---------- PROVIDED TEXT

1) DC’s, To Scale or Not to Scale
DC’s actually feel fine to me. The classes meant to be skill monkeys can generally do their jobs perfectly well, especially with a handy aid from another player.

2) Why Won’t My Spells Land
Starfinder is basically based on your average (and by average I mean with a character who is not super optimized, with no help from your friends) rate of success for most actions being around 50/50. Specialized characters have an easier time, specialized characters with help from friends are easier still. This tends to keep the balance of ‘whatever you attack with, be the best at it.’ By which I mean, if you’re shooting, hitting in melee, or landing spells (with or without attack rolls,) you need to actually take care to make your character good at it.

3) Tiny Spells
Other people have explained this in the same way that I would, honestly. Why should level 1 spells be as potent as higher level spells? A soldier can’t buy a level one rifle and then have the damage on that rifle suddenly be as good as a level 5 rifle just because things are harder to kill now.

--------------------

WHAT THE TASK REQUIRES:
Write the next part of the numbered Starfinder commentary, starting after its last sentence.

---------- DATA RECORDS

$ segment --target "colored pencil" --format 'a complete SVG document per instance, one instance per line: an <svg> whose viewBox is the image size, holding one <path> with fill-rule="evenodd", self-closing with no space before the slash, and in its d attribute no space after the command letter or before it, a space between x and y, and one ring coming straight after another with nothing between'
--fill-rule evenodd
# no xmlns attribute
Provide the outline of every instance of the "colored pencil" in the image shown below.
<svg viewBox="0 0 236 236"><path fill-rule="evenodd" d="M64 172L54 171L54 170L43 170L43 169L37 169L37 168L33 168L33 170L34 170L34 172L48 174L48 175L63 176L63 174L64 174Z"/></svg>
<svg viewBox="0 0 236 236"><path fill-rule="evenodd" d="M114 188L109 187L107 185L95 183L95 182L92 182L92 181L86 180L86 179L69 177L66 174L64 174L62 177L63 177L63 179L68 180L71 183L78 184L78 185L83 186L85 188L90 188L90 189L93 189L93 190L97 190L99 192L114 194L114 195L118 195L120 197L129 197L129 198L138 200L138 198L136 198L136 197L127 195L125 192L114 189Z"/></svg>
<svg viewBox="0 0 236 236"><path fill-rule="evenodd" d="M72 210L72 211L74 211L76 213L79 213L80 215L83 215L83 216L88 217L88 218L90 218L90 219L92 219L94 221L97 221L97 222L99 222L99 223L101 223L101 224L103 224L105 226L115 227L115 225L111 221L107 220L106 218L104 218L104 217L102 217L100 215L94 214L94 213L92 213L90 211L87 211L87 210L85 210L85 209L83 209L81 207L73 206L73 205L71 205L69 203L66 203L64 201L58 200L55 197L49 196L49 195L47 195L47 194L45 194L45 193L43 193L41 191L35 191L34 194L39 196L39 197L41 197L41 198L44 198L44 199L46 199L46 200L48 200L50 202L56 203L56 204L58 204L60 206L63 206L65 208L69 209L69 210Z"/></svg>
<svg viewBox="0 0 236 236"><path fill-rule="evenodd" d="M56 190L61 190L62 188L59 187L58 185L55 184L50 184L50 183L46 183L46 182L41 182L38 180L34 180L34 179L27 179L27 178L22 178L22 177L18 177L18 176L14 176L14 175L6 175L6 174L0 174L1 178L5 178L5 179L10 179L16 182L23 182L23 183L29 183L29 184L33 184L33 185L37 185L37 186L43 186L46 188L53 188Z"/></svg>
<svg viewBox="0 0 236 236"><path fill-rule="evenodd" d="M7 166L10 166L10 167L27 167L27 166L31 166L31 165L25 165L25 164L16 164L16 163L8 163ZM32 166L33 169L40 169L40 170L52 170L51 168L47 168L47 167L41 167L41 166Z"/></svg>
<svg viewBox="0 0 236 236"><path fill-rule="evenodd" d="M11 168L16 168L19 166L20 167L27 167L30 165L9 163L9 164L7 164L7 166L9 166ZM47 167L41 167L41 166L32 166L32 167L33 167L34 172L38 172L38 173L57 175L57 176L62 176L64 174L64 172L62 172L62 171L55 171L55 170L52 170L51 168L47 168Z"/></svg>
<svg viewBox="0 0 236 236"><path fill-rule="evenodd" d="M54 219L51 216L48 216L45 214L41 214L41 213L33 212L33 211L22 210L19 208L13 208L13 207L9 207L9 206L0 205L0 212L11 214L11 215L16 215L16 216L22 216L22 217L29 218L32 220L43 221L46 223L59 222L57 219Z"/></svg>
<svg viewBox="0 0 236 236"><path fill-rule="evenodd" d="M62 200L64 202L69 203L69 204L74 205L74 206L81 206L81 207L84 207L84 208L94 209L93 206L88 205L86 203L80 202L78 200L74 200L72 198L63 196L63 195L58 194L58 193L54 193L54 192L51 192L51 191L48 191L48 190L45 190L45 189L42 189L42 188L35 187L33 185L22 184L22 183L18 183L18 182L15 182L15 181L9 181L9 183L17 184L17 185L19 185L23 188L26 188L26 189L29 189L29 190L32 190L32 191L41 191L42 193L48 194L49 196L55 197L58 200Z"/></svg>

--------------------

EXERCISE OUTPUT:
4) Maneuvers Sitting on the Bench
With the improved maneuver feat and a weapon with the type of maneuver you like, you get a +6 to your maneuver roll. Much like spells, or skills, or regular attacks: You have to specialize in what you want to do. I would *NOT* lower the threshold for making a maneuver roll, because NPCS will literally never miss your characters if you do that.

5) We Come Running!
Starfinder isn’t D&D, or Pathfinder. The world is heavily based on ranged combat being the norm. What do you do if you’re standing in the street and suddenly you’re being shot at? You run. What do you do if someone is shooting at you from 600 feet away? You run. Especially if you’re a melee character that didn’t get their move speed up. If you’re 100 feet from an enemy and the best you can do is close 60 feet a round, you’re going to get kited like crazy before you can get to said enemy. It’s literally why my soldier has a low damage Entangle weapon on his power armor.

6) Withdraw the Withdraw Action
I personally have not used this or seen it used in Starfinder, honestly. Probably because I’m not involved in any games that have a melee character, and my group of friends aren’t, shall we say, particularly tactically minded.

Honestly, you have some good questions/points, and all the explanations in the world probably won’t sway you one way or the other. My wholehearted advice, however, is this: Play the game first. See what works and what doesn’t. Don’t start throwing around house rules based on theorycrafting.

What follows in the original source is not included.